Items listed in a dataset
□ □ □ □ □

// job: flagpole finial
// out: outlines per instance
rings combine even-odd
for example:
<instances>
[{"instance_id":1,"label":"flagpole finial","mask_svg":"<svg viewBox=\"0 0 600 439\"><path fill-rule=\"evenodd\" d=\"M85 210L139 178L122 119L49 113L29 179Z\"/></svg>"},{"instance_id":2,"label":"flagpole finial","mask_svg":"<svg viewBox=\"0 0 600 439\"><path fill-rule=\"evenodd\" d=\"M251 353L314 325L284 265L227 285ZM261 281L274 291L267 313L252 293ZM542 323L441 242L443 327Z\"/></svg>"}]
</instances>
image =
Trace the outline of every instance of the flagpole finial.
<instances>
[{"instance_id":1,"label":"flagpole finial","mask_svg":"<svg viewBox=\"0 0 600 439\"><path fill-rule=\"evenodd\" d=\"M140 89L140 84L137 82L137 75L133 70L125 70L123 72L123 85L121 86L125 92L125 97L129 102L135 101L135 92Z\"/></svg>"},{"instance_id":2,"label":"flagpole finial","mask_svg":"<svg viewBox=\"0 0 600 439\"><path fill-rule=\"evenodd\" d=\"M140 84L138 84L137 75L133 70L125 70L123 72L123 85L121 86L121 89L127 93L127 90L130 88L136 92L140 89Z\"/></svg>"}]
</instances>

□ □ □ □ □

▶ TASK TO COMPLETE
Repeat each record in full; every line must match exactly.

▶ THE COMPLETED TASK
// job: flagpole finial
// out: outlines per instance
rings combine even-odd
for example:
<instances>
[{"instance_id":1,"label":"flagpole finial","mask_svg":"<svg viewBox=\"0 0 600 439\"><path fill-rule=\"evenodd\" d=\"M85 210L139 178L122 119L49 113L29 179Z\"/></svg>"},{"instance_id":2,"label":"flagpole finial","mask_svg":"<svg viewBox=\"0 0 600 439\"><path fill-rule=\"evenodd\" d=\"M251 353L314 325L284 265L227 285ZM261 281L274 291L267 313L252 293ZM542 323L441 242L443 327Z\"/></svg>"}]
</instances>
image =
Trace the outline of every instance of the flagpole finial.
<instances>
[{"instance_id":1,"label":"flagpole finial","mask_svg":"<svg viewBox=\"0 0 600 439\"><path fill-rule=\"evenodd\" d=\"M140 89L140 84L137 82L137 75L133 70L125 70L123 72L123 85L121 86L125 92L125 97L129 102L135 101L135 92Z\"/></svg>"},{"instance_id":2,"label":"flagpole finial","mask_svg":"<svg viewBox=\"0 0 600 439\"><path fill-rule=\"evenodd\" d=\"M140 84L138 84L137 75L133 70L125 70L123 72L123 85L121 86L121 89L127 93L127 90L130 88L136 92L140 89Z\"/></svg>"}]
</instances>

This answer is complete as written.